— START OF Information shown —
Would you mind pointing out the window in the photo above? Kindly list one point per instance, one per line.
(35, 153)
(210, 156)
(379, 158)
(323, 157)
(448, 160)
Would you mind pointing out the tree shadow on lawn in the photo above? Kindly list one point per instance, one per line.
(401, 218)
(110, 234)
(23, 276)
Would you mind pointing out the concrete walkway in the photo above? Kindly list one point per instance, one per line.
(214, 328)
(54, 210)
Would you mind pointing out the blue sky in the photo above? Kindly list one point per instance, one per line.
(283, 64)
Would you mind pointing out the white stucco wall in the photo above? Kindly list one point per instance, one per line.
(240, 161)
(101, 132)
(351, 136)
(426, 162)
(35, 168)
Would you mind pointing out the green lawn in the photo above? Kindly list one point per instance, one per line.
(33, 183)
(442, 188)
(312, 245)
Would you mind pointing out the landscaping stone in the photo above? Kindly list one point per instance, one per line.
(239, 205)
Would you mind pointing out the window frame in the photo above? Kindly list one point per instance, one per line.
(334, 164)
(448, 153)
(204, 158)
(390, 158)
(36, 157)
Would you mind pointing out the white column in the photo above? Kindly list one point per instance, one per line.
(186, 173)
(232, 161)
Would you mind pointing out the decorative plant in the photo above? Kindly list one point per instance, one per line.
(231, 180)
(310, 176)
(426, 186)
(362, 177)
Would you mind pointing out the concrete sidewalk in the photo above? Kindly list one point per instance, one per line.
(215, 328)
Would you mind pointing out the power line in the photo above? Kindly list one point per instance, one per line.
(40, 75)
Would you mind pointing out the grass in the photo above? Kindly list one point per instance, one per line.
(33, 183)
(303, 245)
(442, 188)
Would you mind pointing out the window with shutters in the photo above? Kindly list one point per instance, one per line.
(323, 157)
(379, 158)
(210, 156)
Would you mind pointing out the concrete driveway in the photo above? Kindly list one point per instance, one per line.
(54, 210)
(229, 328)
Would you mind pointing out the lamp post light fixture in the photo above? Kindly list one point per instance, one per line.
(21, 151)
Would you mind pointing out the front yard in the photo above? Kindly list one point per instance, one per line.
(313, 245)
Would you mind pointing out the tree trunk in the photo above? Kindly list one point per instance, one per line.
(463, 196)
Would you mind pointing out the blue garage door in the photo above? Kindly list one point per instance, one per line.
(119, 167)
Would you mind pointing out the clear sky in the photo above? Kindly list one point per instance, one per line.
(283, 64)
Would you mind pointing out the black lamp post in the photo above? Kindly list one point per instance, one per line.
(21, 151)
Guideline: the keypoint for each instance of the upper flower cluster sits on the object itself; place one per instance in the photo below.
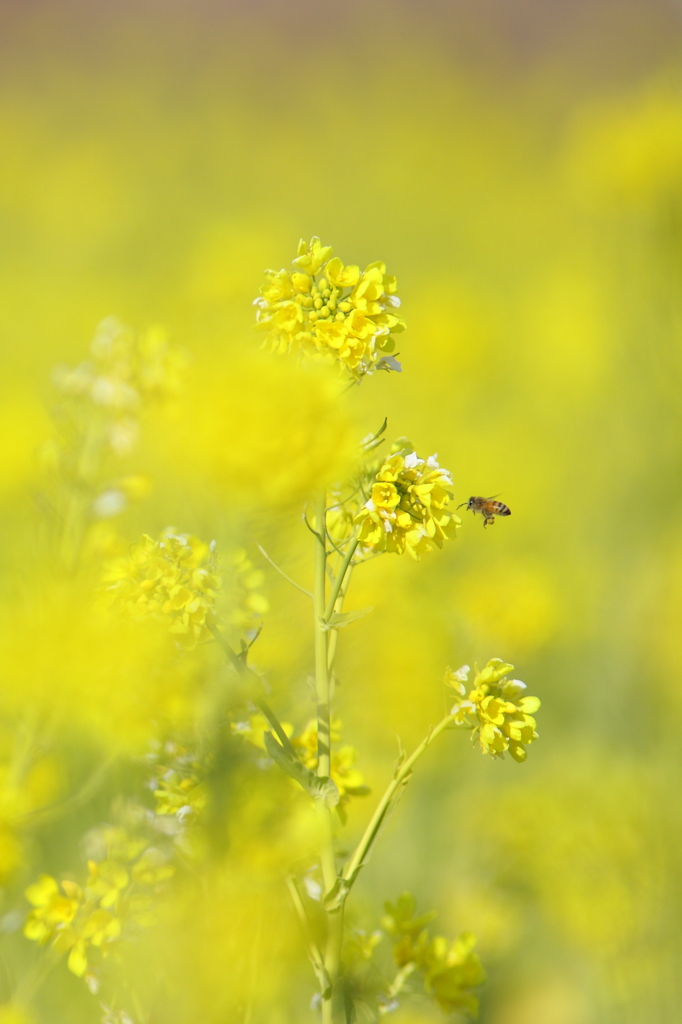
(337, 310)
(500, 714)
(171, 577)
(408, 506)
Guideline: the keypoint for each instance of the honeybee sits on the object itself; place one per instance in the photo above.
(487, 507)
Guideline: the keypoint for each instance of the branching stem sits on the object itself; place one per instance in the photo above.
(327, 855)
(400, 778)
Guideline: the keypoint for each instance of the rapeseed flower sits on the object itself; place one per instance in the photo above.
(349, 781)
(167, 578)
(339, 311)
(500, 714)
(407, 509)
(86, 921)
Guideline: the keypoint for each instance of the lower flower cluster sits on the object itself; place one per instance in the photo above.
(497, 709)
(86, 922)
(451, 971)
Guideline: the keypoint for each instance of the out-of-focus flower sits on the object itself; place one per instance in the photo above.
(171, 578)
(266, 432)
(339, 311)
(86, 922)
(496, 708)
(179, 786)
(23, 792)
(246, 603)
(407, 509)
(126, 368)
(451, 971)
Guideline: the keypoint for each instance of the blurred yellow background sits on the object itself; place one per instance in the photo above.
(518, 166)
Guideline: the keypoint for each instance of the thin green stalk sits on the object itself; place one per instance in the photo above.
(400, 778)
(340, 577)
(313, 950)
(334, 634)
(334, 921)
(240, 665)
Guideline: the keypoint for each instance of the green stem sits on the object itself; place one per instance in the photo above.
(334, 921)
(338, 583)
(334, 634)
(400, 778)
(313, 950)
(244, 671)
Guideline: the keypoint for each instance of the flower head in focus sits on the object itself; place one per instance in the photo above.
(451, 971)
(496, 708)
(339, 311)
(348, 780)
(172, 577)
(407, 508)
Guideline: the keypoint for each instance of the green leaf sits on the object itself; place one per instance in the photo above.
(340, 619)
(337, 894)
(318, 786)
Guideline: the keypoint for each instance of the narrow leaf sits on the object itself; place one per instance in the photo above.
(318, 786)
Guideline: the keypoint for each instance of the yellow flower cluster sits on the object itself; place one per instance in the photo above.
(125, 369)
(348, 780)
(450, 970)
(500, 714)
(179, 788)
(86, 922)
(103, 396)
(407, 509)
(337, 310)
(172, 577)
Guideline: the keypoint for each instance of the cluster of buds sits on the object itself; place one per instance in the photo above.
(408, 506)
(173, 577)
(496, 709)
(451, 971)
(86, 922)
(349, 781)
(340, 311)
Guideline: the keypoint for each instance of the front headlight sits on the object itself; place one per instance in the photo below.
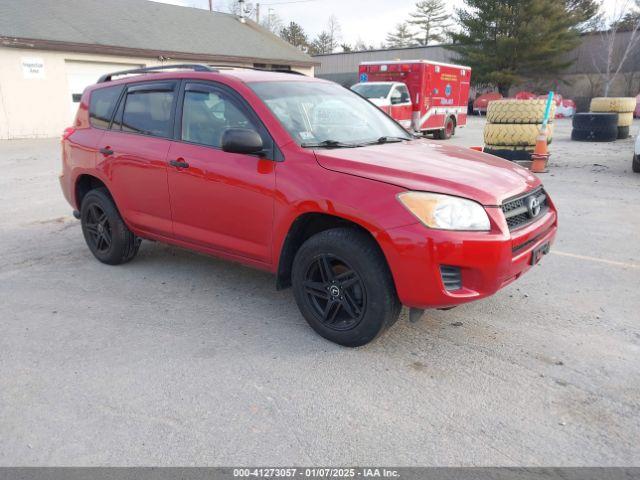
(446, 212)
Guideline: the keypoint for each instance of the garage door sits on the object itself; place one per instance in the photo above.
(82, 74)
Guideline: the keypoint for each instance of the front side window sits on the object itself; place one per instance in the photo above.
(316, 113)
(207, 113)
(372, 90)
(148, 112)
(102, 104)
(400, 94)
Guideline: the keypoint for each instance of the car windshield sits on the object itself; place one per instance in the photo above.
(372, 90)
(322, 114)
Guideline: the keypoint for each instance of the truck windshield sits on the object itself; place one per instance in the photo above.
(319, 114)
(372, 90)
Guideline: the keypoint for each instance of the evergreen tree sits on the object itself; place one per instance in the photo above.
(295, 35)
(506, 41)
(430, 19)
(401, 37)
(322, 44)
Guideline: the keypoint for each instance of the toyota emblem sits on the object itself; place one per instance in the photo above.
(533, 207)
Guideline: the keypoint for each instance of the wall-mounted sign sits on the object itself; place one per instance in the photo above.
(32, 67)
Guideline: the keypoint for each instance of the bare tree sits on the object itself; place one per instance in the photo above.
(272, 21)
(631, 86)
(595, 84)
(614, 53)
(334, 31)
(234, 6)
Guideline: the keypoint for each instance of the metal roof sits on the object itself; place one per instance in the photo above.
(144, 26)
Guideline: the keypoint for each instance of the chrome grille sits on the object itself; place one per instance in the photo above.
— END OF Information shown —
■ **Aim of the exercise**
Repeat, without changes, every line from the one that contains "Guideline: the keypoint for each instance of the garage" through the final line of the data.

■ **Written answer**
Guideline: the keypoint for each instance of the garage door sits on the object itself; place one per instance in the photo above.
(82, 74)
Guideline: the keypoint for each instance of the front side window sits on the object itself; place one per instance in the photo above.
(316, 113)
(207, 113)
(372, 90)
(148, 112)
(102, 104)
(400, 94)
Guideline: the keypoint for each instance of the car windshield sits on the object itself; place one per instance in the photo above.
(372, 90)
(322, 114)
Guideline: the keypoint for each instance of the truck windshield sits on the object itself; place one per instance in the photo above.
(319, 114)
(372, 90)
Guideline: the keypoint for each instance of the evergreen tree sits on the object itself; place one per instance in the photo above.
(295, 35)
(506, 41)
(430, 19)
(401, 37)
(322, 44)
Guideline: the keypoint for each instance of the toyota emblem sits on the object itself; place one per instance in the photo above.
(533, 207)
Guideline: the keypoint for each instance of the wall-mounted sign sits on the object itself; place one per instance in the photo above.
(32, 67)
Guideline: the keypoint for each instance of the bare tree sits on the object itself; place one per instance in the photo above.
(272, 21)
(631, 86)
(595, 84)
(614, 53)
(334, 31)
(234, 6)
Guideline: the keypoint for each instance of the metal roof sits on the object itself; place one per instance in the photo above.
(144, 26)
Guideline: the keypoint for each instance of the chrome grille sits on the object itself; place one per instance in the photo above.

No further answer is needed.